[Named object pointing entries]
»»

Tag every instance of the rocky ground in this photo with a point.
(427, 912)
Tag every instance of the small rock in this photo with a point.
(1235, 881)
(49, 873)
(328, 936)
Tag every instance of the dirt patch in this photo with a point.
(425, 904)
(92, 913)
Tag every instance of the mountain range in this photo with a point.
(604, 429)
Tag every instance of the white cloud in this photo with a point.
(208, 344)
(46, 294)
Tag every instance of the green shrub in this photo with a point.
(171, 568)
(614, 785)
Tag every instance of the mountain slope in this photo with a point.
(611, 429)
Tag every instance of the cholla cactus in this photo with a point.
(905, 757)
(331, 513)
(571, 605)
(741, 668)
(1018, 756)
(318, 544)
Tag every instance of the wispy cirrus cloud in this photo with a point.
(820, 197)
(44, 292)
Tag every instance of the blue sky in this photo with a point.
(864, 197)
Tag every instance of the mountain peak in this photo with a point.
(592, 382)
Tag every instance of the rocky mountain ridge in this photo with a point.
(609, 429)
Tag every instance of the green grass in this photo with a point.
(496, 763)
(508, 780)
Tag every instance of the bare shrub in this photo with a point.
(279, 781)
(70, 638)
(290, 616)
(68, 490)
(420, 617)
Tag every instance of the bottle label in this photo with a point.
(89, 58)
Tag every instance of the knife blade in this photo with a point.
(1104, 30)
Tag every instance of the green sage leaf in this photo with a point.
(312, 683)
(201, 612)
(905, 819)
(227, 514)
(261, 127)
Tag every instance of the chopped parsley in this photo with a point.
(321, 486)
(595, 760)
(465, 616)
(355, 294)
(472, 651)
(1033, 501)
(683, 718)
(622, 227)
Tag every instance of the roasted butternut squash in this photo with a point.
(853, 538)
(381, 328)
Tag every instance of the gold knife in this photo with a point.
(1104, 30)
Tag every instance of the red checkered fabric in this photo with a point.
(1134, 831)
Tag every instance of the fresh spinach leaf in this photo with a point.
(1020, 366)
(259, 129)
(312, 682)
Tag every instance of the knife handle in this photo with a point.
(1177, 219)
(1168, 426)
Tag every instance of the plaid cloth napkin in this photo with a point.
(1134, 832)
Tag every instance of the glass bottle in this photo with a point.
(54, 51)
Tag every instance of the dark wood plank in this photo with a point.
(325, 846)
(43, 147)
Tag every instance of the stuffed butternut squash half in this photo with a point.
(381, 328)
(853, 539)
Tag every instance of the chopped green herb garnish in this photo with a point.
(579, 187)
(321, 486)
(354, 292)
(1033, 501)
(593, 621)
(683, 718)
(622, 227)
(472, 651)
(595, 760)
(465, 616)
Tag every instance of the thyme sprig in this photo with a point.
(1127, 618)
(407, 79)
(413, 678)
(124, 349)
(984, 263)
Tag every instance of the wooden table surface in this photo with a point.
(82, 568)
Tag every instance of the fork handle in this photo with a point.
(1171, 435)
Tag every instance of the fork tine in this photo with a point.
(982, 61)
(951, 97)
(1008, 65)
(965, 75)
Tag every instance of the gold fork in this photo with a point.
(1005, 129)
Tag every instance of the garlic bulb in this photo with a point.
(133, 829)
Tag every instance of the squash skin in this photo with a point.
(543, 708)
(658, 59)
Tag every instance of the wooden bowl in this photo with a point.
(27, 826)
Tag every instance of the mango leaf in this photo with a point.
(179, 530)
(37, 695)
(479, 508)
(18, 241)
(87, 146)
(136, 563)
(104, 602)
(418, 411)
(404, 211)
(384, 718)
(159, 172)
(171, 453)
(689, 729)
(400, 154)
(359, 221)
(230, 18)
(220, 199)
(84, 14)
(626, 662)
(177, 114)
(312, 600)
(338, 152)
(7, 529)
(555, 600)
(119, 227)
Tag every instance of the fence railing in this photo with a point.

««

REQUIREMENT: Rewrite the records starting at the line with "Tag every instance of the chopped parsley" and ending at the line with "(1134, 832)", replacing "roasted" with "baked" and changing nothing else. Give only those lines.

SOLUTION TO THIS TASK:
Tag every instance of the chopped parsley in this photo with a point.
(321, 486)
(595, 760)
(465, 616)
(355, 294)
(472, 651)
(1033, 501)
(683, 718)
(622, 227)
Tag every instance of the baked butternut squash in this photo with a point.
(853, 538)
(381, 328)
Tag every instance of the gold knife in this photo with a point.
(1104, 30)
Tag every instance of the red checkered fabric in this photo with a point.
(1134, 831)
Tag every instance of the fresh spinach leaf in this photo with a point.
(1020, 366)
(259, 129)
(312, 682)
Tag every instance of the knife handle in this photo with a point.
(1177, 219)
(1168, 426)
Tag every instance of the plaid cloth napkin in this photo with a point.
(1134, 832)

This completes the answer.